(Beginning of Supplied material)

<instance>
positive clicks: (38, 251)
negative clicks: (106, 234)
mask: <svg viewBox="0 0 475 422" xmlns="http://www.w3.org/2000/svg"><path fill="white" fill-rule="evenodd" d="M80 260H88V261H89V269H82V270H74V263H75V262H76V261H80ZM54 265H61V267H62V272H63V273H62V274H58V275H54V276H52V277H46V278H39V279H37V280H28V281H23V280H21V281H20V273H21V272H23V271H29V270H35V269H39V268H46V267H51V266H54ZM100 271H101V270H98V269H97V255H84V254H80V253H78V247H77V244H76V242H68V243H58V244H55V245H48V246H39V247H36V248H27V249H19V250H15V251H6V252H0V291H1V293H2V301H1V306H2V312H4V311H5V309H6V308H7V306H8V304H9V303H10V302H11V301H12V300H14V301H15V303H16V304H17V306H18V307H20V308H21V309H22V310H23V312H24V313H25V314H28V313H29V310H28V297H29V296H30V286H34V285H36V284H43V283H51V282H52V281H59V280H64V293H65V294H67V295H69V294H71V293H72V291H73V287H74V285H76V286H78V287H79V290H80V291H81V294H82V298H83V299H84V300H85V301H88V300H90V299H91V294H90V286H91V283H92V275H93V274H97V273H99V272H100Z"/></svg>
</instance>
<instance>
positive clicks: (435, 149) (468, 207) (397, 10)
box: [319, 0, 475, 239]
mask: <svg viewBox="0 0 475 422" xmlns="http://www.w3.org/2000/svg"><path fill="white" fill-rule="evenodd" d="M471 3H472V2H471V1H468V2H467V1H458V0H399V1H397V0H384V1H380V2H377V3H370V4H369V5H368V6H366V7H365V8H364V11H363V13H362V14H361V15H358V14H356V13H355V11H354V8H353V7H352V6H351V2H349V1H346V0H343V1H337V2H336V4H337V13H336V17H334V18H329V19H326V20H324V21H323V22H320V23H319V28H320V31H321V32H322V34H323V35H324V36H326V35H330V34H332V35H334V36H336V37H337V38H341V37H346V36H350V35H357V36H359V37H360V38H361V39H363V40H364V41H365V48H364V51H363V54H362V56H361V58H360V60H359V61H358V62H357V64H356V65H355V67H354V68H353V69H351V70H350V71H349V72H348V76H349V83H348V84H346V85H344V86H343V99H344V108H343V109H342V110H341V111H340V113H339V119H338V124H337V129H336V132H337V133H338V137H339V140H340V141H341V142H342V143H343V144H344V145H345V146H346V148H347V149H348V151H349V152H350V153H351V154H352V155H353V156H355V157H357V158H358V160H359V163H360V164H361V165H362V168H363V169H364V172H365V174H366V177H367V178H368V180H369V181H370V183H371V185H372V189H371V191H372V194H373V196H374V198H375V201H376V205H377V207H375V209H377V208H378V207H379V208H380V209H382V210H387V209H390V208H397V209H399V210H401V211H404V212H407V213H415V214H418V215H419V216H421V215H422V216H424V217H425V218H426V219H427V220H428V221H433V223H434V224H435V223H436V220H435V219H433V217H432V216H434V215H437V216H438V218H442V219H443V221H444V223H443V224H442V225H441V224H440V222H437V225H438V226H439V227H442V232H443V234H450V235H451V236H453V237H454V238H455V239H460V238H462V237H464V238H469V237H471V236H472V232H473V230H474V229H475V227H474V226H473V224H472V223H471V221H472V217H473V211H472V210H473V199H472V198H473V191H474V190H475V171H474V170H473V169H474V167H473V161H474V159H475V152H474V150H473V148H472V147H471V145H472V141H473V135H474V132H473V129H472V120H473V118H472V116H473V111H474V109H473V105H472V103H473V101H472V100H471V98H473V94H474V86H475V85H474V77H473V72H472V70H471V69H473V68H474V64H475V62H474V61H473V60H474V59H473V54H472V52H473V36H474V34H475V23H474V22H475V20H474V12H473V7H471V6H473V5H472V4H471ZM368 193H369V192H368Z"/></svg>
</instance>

(End of Supplied material)
(Beginning of Supplied material)

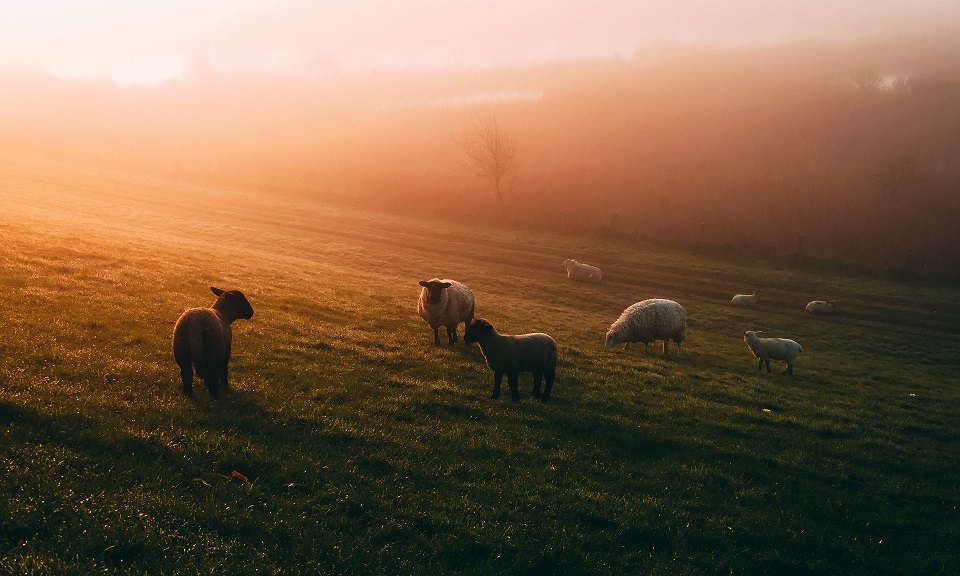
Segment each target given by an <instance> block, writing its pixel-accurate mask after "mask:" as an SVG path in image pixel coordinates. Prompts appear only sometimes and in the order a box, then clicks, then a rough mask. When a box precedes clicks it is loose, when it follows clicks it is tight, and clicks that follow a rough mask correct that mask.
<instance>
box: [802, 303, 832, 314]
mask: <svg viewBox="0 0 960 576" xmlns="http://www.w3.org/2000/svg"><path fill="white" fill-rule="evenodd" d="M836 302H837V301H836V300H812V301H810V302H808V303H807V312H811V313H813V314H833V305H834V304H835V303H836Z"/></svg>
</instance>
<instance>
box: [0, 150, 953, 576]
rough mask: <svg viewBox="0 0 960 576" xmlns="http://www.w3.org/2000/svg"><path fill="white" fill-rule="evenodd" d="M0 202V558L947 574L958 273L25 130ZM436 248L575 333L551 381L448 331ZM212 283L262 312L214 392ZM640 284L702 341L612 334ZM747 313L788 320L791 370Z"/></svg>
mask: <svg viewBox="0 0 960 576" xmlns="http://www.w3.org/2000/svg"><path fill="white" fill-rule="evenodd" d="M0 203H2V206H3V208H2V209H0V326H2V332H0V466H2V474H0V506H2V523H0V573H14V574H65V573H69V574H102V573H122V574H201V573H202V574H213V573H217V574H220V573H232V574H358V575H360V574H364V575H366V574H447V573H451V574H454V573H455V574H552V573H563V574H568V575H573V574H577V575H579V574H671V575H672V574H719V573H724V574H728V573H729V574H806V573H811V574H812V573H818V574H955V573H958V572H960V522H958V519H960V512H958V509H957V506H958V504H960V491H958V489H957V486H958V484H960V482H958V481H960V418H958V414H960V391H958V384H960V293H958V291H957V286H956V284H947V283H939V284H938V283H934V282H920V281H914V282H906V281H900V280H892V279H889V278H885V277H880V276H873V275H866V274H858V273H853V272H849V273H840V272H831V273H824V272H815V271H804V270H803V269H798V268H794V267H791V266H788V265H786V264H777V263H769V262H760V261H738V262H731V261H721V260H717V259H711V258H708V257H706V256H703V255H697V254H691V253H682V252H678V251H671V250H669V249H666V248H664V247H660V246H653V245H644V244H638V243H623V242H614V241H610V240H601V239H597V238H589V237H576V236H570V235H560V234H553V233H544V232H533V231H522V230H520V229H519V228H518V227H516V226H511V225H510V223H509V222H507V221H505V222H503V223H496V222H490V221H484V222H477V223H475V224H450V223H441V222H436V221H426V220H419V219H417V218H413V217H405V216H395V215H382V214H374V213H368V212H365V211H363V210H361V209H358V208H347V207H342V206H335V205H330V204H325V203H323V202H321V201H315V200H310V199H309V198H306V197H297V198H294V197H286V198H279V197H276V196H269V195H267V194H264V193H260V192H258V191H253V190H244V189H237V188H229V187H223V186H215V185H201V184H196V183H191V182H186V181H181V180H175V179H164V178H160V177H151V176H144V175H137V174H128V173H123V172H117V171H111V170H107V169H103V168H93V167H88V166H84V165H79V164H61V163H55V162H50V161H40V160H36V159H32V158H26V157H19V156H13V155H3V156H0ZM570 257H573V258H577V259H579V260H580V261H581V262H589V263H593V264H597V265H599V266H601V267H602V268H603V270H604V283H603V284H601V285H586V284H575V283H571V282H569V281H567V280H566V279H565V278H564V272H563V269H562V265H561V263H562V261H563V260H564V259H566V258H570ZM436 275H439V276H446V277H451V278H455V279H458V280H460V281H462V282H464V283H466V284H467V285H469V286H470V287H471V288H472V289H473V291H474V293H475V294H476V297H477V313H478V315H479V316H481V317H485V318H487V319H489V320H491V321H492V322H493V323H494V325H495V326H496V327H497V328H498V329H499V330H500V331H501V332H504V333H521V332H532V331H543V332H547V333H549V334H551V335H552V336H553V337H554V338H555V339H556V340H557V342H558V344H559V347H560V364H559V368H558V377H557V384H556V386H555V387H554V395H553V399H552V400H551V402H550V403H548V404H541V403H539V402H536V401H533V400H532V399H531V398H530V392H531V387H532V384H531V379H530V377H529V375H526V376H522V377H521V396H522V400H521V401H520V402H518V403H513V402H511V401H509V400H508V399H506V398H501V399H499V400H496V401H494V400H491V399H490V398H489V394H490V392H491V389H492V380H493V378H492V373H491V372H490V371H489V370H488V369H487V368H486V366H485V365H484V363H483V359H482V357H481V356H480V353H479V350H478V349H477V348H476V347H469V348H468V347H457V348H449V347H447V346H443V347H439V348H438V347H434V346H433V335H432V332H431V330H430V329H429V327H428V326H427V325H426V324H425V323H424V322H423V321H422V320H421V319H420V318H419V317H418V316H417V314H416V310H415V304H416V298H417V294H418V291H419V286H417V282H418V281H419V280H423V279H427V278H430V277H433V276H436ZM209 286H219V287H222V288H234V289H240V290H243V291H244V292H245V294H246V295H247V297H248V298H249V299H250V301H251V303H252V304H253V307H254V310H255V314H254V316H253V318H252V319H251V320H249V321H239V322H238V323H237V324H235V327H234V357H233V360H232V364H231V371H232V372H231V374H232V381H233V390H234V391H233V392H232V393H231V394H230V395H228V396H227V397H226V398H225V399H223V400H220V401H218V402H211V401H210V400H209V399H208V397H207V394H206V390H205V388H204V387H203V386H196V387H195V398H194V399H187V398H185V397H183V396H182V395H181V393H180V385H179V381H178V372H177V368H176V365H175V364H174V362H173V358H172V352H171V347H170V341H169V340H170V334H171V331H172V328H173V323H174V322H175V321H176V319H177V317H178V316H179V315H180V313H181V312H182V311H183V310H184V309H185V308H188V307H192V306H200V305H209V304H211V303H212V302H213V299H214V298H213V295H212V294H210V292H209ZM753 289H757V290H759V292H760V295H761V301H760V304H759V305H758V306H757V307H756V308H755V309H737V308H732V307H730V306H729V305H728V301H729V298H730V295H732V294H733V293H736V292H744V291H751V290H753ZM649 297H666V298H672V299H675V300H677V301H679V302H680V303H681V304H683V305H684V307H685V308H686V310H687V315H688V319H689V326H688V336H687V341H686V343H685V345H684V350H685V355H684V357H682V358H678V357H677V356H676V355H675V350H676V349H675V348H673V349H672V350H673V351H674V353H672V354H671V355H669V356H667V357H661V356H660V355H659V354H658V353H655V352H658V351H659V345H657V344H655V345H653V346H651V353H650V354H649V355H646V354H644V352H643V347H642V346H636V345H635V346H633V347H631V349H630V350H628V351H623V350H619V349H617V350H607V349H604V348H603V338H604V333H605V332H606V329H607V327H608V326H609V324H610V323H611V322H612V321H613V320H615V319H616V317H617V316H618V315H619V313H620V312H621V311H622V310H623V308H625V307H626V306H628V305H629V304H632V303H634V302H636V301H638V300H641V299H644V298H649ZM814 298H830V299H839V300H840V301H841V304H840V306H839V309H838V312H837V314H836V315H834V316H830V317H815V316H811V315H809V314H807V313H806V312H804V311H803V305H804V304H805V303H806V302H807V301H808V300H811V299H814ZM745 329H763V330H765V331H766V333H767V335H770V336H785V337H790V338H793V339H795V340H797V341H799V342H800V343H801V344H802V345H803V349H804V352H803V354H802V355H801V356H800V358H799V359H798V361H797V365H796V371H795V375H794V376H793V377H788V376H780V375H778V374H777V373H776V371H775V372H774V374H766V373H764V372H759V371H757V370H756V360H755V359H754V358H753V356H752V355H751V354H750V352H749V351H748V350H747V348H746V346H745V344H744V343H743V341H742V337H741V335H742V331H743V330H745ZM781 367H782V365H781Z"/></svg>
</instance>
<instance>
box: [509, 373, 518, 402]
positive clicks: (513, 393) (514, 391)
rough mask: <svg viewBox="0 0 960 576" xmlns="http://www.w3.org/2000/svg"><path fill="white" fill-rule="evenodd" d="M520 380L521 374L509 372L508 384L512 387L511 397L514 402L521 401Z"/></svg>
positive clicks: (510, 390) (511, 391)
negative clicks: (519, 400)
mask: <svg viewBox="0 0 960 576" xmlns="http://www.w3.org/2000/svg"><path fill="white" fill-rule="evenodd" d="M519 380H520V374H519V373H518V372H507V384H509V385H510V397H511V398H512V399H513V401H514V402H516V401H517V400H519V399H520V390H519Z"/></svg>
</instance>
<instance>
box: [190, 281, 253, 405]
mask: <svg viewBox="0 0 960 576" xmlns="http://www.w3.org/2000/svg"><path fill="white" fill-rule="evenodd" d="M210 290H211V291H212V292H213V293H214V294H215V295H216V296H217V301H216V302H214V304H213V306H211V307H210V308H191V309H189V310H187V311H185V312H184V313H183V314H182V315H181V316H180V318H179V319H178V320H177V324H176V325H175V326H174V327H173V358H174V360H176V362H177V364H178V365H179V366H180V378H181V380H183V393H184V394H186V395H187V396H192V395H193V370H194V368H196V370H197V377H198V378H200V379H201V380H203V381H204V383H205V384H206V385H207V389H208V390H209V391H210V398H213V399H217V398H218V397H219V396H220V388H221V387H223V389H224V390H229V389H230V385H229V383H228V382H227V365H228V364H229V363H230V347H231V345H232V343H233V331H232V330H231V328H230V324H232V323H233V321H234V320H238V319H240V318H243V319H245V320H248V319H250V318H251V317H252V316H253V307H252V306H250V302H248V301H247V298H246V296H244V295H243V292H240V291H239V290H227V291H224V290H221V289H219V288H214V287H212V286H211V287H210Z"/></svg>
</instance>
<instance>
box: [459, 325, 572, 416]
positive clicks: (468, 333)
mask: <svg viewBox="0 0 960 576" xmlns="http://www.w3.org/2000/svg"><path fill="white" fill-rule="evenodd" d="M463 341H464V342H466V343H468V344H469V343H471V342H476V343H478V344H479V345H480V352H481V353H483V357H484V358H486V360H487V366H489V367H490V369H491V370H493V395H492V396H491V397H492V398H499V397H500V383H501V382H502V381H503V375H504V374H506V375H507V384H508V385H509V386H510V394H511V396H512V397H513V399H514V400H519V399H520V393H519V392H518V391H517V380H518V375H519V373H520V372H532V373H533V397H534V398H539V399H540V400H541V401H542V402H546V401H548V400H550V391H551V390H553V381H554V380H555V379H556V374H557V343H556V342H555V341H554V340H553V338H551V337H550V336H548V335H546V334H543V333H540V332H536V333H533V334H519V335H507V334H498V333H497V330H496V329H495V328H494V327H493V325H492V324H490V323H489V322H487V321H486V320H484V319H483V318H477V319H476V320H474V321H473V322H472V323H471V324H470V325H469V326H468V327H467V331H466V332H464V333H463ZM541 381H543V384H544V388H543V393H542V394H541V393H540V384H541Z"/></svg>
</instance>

(End of Supplied material)
(Beginning of Supplied material)

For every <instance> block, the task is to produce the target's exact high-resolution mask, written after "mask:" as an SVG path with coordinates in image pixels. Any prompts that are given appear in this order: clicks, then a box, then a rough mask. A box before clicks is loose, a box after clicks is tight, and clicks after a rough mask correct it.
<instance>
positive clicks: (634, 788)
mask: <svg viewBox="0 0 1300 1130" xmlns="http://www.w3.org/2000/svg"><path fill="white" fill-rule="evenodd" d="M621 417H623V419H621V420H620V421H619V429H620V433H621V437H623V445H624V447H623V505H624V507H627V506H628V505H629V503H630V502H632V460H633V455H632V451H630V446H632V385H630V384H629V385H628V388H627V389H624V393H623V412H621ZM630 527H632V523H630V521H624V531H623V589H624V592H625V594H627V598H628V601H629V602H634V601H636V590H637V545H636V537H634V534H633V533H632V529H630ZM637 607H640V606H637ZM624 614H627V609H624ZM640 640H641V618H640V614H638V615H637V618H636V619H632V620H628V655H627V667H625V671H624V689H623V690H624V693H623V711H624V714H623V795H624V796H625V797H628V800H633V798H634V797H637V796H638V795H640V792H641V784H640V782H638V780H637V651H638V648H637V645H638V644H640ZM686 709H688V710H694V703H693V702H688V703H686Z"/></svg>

(End of Supplied material)

◆ Problem details:
Please report every line in the listing above that contains the string "positive", copying each such line in full.

◆ Response:
positive clicks: (38, 251)
positive clicks: (435, 149) (468, 207) (397, 10)
positive clicks: (513, 393) (514, 391)
positive clicks: (510, 390) (511, 391)
positive clicks: (468, 333)
positive clicks: (634, 788)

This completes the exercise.